Report how many lines in the records below contain the string "grass", counting only matches with the same letter case. Give the number alone.

START Excerpted records

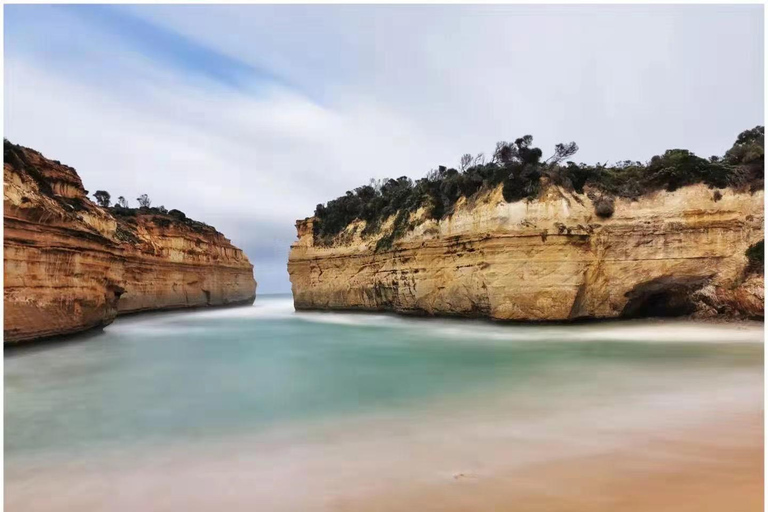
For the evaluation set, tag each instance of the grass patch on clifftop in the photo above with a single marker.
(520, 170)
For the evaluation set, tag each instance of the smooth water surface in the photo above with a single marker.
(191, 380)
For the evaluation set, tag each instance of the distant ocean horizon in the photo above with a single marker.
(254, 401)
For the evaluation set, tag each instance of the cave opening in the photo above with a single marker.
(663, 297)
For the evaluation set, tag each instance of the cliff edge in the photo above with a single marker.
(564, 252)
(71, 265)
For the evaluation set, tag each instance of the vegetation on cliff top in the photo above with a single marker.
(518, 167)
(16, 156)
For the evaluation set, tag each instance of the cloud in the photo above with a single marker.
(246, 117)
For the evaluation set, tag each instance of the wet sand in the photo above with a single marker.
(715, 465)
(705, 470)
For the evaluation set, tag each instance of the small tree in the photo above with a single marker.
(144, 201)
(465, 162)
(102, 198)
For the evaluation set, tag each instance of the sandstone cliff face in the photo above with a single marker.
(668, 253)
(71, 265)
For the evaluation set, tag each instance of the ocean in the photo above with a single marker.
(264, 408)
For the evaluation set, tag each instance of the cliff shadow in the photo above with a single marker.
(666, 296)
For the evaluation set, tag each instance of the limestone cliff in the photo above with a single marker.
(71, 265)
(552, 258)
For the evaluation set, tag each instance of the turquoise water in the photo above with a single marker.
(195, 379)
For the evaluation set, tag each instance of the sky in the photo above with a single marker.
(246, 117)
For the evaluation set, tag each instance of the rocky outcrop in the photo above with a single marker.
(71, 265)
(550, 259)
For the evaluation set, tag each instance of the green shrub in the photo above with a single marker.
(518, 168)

END Excerpted records
START Excerpted records

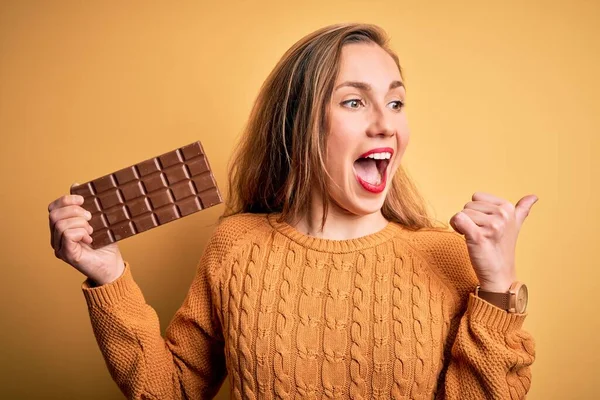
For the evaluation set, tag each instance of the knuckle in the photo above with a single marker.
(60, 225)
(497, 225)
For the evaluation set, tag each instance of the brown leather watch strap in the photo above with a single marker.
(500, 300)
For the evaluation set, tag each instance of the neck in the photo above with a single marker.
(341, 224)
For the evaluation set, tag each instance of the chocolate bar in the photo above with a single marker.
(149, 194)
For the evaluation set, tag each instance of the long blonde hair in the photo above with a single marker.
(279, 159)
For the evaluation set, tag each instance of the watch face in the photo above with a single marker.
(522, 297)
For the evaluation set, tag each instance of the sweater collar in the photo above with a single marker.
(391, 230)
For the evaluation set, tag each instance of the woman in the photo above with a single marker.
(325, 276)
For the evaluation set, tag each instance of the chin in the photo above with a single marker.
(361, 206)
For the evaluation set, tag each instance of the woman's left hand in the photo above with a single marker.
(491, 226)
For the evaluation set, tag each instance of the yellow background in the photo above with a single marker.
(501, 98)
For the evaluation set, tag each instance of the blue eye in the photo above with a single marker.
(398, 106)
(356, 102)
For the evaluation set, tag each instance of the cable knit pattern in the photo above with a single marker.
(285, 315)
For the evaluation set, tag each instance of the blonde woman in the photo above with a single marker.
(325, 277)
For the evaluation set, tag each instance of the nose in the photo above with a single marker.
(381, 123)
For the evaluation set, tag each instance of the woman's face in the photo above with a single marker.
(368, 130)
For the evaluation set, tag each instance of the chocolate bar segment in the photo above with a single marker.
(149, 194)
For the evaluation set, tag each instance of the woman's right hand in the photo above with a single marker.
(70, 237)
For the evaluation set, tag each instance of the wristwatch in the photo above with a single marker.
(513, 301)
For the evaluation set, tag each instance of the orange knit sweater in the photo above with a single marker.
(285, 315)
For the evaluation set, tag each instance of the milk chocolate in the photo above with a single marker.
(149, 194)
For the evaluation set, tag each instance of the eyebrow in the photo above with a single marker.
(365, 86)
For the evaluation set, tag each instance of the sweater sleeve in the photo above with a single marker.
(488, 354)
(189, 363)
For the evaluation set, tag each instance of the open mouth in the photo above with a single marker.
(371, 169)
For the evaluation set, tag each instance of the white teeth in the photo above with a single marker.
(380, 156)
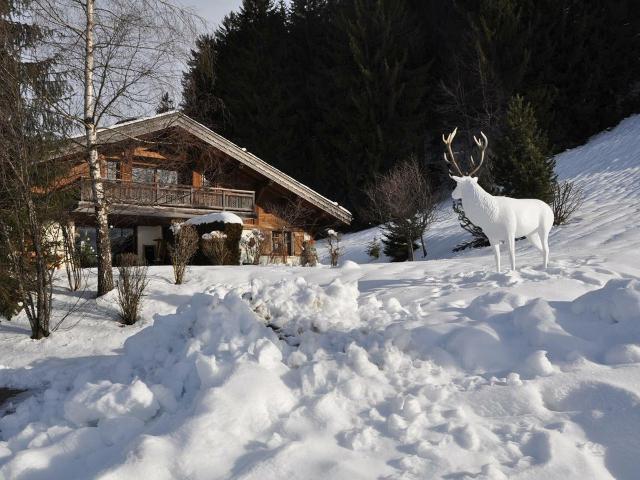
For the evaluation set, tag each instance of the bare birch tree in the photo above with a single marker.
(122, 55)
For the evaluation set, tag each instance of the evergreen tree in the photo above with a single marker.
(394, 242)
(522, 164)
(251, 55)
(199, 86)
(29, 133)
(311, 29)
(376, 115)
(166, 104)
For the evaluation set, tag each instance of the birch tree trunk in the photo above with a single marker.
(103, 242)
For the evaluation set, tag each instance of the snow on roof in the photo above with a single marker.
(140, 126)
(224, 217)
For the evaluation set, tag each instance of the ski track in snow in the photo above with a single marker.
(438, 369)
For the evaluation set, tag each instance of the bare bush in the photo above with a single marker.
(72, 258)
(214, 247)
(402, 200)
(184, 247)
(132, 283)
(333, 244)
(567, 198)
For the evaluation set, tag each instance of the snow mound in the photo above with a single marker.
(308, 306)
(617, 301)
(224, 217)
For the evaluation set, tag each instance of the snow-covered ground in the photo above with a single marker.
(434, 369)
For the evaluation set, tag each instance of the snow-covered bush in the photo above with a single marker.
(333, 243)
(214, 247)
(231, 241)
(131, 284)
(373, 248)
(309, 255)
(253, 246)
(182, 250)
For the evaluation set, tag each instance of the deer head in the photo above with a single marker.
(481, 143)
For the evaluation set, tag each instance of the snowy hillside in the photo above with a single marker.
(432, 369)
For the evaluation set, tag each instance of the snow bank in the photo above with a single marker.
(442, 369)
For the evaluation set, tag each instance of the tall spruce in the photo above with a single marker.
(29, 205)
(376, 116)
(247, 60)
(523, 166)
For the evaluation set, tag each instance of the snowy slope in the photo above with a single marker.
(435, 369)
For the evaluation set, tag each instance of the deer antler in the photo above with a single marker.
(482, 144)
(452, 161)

END Excerpted records
START Excerpted records

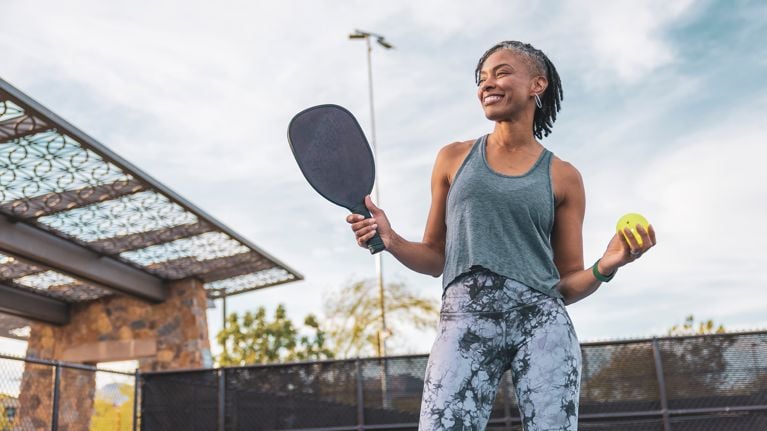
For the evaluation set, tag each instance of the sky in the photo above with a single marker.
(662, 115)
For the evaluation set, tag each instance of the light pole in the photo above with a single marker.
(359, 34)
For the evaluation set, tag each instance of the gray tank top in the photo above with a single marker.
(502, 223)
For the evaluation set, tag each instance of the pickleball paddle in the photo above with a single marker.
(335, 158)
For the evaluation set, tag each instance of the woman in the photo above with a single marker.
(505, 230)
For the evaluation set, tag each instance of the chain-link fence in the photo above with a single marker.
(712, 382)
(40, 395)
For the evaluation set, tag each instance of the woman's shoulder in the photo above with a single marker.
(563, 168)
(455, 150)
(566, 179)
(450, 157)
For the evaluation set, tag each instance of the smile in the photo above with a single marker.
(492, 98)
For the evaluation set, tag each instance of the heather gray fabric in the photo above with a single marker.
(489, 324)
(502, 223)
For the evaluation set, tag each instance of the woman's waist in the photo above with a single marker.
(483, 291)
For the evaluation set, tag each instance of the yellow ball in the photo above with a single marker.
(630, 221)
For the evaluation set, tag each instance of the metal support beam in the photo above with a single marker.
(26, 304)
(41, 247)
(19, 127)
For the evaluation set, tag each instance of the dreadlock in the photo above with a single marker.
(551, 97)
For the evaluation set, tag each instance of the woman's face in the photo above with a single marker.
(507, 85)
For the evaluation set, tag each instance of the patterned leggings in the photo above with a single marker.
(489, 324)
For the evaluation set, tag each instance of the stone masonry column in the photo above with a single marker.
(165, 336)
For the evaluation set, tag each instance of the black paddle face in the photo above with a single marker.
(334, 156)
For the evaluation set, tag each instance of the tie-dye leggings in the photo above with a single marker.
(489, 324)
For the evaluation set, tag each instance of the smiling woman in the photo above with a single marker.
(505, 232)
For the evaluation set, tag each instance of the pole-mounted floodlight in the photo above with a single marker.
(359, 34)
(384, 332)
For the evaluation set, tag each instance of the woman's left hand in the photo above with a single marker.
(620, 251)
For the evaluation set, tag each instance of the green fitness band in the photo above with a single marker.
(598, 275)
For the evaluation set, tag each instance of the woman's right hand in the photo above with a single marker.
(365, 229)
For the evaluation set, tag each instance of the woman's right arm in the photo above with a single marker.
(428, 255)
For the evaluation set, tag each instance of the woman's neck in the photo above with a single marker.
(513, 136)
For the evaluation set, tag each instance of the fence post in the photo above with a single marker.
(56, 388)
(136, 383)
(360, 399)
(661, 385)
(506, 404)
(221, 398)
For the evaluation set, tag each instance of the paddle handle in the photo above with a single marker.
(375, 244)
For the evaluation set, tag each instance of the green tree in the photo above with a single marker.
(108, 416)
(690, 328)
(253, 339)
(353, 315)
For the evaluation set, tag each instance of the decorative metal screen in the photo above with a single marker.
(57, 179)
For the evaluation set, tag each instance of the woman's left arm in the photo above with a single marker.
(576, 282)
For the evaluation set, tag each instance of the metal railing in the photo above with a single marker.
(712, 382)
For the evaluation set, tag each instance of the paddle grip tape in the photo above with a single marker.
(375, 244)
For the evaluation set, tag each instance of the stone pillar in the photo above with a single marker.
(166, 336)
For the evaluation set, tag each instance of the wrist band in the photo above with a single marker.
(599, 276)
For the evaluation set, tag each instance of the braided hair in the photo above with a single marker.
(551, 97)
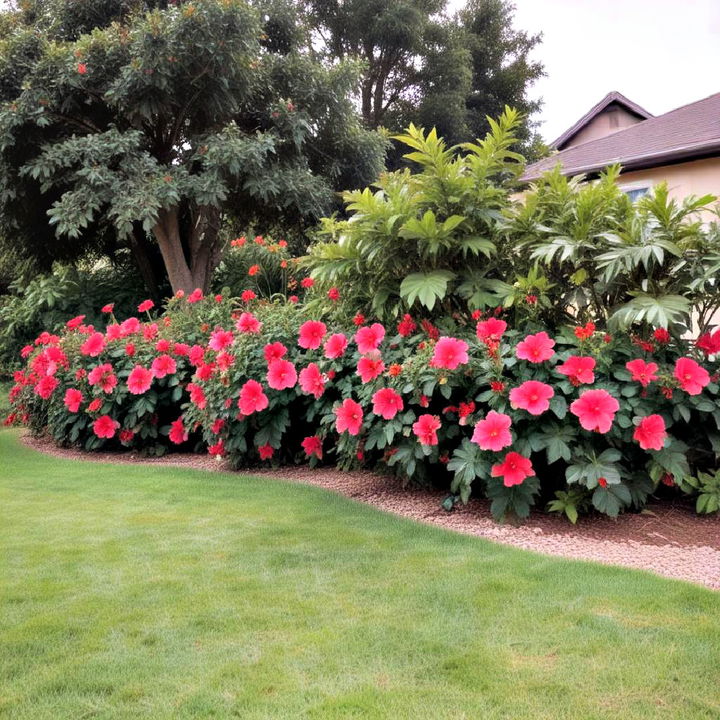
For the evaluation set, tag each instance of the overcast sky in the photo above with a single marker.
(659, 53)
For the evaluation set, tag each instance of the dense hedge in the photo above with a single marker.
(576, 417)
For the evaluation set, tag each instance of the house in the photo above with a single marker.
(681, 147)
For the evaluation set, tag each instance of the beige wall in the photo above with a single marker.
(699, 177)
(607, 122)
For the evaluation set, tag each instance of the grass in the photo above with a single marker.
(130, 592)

END Excerpted records

__Solved problem__
2